▸ **PROBLEMS TO SOLVE**
(a) Revise the article on reinforcement learning and constraint programming from "Combinatorial optimization has" to "for large problems.", inclusive, putting "manufacturing" in place of "aerospace".
(b) Extend the article on reinforcement learning and constraint programming, starting right after its final sentence.

▸ **SELECTION**
Combining Reinforcement Learning and Constraint Programming for Combinatorial Optimization

Overview

Hybrid solving process for combinatorial optimization problems

Combinatorial optimization has found applications in numerous fields, from aerospace to transportation planning and economics. The goal is to find an optimal solution among a finite set of possibilities. The well-known challenge one faces with combinatorial optimization is the state-space explosion problem: the number of possibilities grows exponentially with the problem size, which makes solving intractable for large problems.

In the last years, Deep Reinforcement Learning (DRL) has shown its promise for designing good heuristics dedicated to solve NP-hard combinatorial optimization problems. However, current approaches have two shortcomings: (1) they mainly focus on the standard travelling salesman problem and they cannot be easily extended to other problems, and (2) they only provide an approximate solution with no systematic ways to improve it or to prove optimality.

[Annotation records]
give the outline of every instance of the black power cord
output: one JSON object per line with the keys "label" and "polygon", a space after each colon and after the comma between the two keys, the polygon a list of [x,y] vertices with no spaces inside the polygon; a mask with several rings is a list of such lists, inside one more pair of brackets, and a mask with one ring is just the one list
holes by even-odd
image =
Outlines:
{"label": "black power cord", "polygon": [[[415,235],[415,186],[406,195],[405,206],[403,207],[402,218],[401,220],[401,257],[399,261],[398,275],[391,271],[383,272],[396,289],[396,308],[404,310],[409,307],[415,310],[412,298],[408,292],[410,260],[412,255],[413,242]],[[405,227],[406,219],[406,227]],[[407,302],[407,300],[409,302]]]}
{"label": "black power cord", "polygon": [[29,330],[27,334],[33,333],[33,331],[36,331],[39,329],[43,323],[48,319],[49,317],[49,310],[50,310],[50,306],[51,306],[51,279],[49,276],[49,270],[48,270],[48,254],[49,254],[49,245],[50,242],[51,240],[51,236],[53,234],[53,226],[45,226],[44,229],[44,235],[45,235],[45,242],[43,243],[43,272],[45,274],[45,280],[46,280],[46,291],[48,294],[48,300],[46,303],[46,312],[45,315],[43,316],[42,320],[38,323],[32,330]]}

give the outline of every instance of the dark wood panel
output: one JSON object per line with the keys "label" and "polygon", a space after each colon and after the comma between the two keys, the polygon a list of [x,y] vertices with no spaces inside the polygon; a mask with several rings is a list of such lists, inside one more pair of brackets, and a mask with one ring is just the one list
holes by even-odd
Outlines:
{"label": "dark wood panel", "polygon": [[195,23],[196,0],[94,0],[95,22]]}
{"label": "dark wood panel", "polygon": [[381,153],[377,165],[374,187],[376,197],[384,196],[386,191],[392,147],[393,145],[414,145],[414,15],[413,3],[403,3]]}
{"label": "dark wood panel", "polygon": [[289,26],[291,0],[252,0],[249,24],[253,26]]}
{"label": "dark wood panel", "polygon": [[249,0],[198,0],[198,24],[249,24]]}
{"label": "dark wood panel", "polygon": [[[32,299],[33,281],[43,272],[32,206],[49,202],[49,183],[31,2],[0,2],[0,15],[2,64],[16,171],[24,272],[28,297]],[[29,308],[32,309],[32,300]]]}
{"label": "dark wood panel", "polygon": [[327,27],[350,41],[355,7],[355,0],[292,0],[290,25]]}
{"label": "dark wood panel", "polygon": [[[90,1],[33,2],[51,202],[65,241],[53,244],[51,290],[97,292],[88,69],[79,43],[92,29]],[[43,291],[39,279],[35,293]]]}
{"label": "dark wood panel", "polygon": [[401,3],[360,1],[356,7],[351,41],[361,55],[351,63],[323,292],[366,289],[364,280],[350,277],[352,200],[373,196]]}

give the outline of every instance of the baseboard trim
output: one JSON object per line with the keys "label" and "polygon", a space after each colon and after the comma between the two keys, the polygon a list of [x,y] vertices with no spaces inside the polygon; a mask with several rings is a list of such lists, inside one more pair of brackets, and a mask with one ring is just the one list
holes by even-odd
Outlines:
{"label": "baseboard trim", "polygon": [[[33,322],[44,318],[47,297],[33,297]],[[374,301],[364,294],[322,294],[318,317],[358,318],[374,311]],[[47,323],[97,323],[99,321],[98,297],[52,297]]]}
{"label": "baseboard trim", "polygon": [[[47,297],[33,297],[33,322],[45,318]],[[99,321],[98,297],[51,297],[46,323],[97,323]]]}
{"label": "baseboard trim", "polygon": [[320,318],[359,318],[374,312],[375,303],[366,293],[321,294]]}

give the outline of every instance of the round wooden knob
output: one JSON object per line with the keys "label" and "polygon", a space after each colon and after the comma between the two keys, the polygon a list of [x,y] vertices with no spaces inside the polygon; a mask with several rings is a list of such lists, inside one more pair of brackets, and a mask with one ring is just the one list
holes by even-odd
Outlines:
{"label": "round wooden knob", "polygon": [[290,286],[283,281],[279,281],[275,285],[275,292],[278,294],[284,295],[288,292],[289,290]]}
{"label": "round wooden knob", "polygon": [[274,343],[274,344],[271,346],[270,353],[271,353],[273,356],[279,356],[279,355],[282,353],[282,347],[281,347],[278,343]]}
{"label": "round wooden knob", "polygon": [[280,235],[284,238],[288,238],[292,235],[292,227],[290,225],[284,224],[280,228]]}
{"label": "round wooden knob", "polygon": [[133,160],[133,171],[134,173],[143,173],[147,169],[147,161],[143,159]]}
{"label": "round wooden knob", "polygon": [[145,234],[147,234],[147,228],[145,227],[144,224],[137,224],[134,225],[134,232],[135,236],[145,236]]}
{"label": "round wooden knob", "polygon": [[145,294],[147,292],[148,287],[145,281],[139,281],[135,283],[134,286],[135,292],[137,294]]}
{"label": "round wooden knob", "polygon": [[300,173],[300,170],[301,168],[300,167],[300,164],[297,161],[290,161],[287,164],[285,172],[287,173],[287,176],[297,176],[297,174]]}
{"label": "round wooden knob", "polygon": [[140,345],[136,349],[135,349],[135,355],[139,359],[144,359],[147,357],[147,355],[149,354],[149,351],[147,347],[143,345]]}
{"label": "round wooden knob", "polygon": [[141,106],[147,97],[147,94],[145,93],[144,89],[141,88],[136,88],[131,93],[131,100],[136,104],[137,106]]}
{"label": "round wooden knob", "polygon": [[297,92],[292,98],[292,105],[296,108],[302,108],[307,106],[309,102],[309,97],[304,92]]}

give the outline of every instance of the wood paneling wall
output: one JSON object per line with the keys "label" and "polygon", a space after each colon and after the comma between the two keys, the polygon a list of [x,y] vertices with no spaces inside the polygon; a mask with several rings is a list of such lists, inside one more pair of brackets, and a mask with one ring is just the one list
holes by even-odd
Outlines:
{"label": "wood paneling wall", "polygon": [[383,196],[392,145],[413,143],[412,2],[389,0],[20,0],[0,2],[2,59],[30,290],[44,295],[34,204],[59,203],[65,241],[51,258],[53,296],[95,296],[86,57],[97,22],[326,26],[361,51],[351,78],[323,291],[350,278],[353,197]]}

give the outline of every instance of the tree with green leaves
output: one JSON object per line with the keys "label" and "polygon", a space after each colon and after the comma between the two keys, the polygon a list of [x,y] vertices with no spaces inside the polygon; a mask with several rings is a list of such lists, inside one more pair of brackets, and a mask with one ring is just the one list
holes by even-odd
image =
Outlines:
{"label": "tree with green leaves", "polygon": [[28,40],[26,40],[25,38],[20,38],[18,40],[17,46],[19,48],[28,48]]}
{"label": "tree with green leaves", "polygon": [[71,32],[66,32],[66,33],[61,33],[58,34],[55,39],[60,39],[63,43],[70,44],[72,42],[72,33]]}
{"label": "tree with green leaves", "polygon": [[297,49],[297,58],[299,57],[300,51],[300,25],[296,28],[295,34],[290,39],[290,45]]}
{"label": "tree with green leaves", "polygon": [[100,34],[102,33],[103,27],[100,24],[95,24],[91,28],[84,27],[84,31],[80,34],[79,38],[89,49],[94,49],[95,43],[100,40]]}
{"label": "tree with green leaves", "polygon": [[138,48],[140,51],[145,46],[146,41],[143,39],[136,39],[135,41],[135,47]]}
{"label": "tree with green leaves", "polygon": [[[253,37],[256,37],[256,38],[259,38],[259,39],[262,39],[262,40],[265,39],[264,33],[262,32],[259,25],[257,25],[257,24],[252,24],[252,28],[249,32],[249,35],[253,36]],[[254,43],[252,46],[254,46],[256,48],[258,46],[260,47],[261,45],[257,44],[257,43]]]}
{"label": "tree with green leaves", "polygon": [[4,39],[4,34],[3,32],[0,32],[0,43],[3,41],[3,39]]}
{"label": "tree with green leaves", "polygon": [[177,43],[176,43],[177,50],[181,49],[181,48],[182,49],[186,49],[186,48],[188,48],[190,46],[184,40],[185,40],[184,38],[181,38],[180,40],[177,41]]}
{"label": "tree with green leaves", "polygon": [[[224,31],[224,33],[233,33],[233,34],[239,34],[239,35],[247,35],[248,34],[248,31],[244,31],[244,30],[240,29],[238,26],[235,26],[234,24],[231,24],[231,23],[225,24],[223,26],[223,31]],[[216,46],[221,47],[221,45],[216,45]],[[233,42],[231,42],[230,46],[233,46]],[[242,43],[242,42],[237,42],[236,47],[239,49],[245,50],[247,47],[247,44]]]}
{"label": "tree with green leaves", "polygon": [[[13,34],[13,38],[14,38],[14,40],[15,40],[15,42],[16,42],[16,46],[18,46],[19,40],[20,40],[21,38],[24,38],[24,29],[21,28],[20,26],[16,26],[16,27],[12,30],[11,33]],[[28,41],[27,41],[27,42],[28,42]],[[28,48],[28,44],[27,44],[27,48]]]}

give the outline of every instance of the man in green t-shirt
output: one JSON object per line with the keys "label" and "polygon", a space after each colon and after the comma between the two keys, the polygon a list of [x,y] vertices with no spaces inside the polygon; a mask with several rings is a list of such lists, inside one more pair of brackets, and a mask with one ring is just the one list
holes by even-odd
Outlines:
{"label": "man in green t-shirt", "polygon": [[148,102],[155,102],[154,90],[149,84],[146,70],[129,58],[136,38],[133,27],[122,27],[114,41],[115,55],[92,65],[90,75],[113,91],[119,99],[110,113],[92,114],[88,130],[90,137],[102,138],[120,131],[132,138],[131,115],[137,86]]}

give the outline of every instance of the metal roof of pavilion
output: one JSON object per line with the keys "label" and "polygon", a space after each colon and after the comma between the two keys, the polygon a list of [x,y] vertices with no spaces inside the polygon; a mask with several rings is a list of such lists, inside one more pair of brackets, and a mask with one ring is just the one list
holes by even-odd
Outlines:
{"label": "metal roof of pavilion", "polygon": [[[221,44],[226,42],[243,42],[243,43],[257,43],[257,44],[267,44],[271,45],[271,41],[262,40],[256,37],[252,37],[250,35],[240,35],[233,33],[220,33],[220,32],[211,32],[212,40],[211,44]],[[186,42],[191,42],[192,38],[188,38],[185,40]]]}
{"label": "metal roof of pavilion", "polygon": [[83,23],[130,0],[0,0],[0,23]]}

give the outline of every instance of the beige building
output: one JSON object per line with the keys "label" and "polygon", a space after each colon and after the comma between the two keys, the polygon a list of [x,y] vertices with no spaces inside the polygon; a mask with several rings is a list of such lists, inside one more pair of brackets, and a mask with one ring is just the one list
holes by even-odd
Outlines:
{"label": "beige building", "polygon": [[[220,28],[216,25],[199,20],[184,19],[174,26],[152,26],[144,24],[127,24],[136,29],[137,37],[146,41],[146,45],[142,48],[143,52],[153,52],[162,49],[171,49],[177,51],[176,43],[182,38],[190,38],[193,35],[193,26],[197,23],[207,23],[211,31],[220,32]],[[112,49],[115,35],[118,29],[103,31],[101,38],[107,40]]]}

==

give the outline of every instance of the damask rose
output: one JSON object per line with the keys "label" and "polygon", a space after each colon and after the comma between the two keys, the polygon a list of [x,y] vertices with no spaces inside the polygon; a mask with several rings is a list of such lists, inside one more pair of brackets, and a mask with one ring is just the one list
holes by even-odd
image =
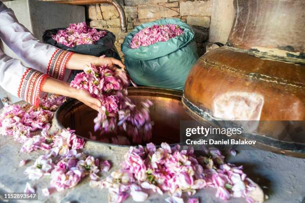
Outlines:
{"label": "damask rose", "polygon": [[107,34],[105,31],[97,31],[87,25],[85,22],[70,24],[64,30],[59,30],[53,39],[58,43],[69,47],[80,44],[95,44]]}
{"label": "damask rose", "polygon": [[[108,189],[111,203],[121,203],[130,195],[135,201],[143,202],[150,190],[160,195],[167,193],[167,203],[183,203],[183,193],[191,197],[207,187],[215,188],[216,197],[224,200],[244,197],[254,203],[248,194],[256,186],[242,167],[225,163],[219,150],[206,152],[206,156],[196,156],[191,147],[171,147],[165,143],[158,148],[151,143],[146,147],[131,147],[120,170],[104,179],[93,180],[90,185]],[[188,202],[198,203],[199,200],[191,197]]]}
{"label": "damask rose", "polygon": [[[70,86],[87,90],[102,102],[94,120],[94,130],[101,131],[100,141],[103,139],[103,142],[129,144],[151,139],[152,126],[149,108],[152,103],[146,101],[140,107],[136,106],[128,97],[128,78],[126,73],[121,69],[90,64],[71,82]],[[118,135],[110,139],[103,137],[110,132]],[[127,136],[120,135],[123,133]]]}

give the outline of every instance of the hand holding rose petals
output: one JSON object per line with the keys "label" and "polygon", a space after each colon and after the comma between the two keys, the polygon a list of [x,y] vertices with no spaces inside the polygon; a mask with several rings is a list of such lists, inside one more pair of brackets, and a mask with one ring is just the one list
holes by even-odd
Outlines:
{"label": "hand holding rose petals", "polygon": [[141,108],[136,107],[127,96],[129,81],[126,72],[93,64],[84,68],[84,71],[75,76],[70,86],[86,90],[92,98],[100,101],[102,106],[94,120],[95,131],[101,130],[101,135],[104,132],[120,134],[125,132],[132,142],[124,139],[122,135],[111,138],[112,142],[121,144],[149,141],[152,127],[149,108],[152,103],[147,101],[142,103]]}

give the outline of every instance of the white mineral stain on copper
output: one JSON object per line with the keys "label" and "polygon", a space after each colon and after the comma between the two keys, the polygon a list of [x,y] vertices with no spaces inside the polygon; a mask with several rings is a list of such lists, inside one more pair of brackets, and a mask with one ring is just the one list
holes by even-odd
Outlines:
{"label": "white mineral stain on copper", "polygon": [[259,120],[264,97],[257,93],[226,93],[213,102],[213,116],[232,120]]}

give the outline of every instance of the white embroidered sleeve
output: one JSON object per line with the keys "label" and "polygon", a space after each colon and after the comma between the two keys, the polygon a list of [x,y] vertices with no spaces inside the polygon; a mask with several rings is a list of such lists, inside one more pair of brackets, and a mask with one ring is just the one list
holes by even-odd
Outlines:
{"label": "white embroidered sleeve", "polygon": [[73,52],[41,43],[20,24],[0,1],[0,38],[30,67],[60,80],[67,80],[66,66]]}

▸ **RESULTS OF THE EXERCISE**
(a)
Combinatorial optimization has found applications in numerous fields, from manufacturing to transportation planning and economics. The goal is to find an optimal solution among a finite set of possibilities. The well-known challenge one faces with combinatorial optimization is the state-space explosion problem: the number of possibilities grows exponentially with the problem size, which makes solving intractable for large problems.

(b)
In another context, Constraint Programming (CP) is a generic tool to solve combinatorial optimization problems. Based on a complete search procedure, it will always find the optimal solution if we allow an execution time large enough. A critical design choice, that makes CP non-trivial to use in practice, is the branching decision, directing how the search space is explored. In this work, we propose a general and hybrid approach, based on DRL and CP, for solving combinatorial optimization problems. The core of our approach is based on a Dynamic Programming (DP) formulation, that acts as a bridge between both techniques.

In this work, we propose a general and hybrid approach, based on DRL and CP, for solving combinatorial optimization problems formulated as a DP. In the related paper, we show experimentally show that our solver is efficient to solve two challenging problems: the Travelling Salesman Problem with Time Windows and the 4-moments Portfolio Optimization Problem, that includes the means, deviations, skewnessess, and kurtosis of the assets. Results obtained show that the framework introduced outperforms the stand-alone RL and CP solutions, while being competitive with industrial solvers.

Please be aware that this project is still at research level.

Content of the repository

For each problem that we have considered, you can find:

  • A DP model serving as a basis for the RL environment and the CP model.
  • The RL enviroment and the CP model.
  • A RL training algorithm based on Deep Q-Learning (DQN).
  • A RL training algorithm based on Proximal Policy Optimization (PPO).
  • The models, and the hyperparameters used, that we trained.
  • Three CP solving algorithms leveraging the learned models: Depth-First Branch-and_bound (BaB), Iterative Limited Discrepancy Search (ILDS), and Restart Based Search (RBS)
  • A random instance generators for training the model and evaluating the solver.
.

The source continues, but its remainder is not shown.